▸ TASK DIRECTIONS: Retype each of the records below exactly, leaving the pictures out.

▸ SOURCE DATA:
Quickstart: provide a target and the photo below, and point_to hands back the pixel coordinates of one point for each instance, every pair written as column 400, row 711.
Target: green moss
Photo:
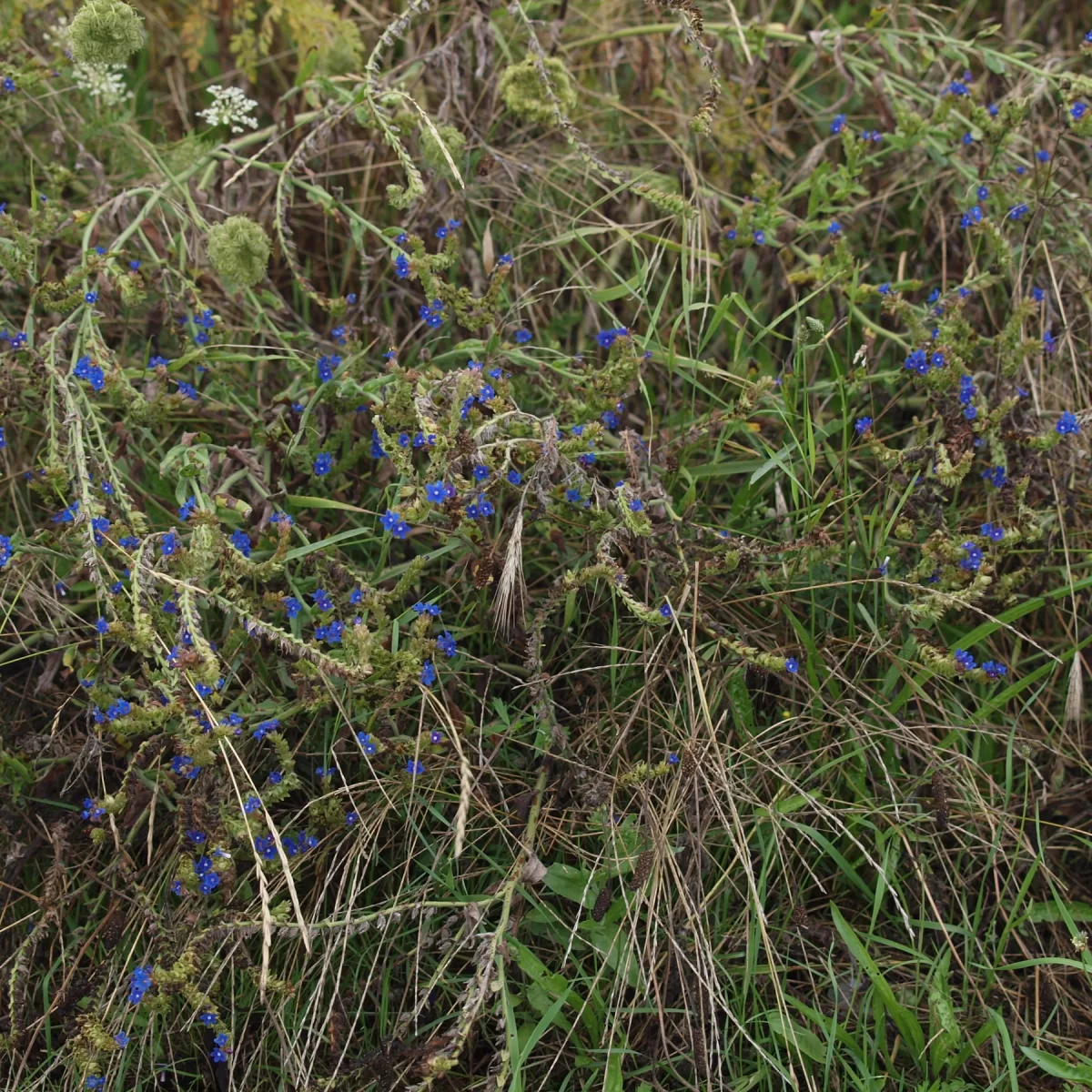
column 106, row 32
column 521, row 88
column 239, row 251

▸ EXPECTED OUTPUT:
Quickstart: provide a target and the photo below, and point_to hands back the pixel coordinates of one point for each instance, every pair written as column 400, row 711.
Target: green moss
Photo:
column 106, row 32
column 521, row 88
column 239, row 251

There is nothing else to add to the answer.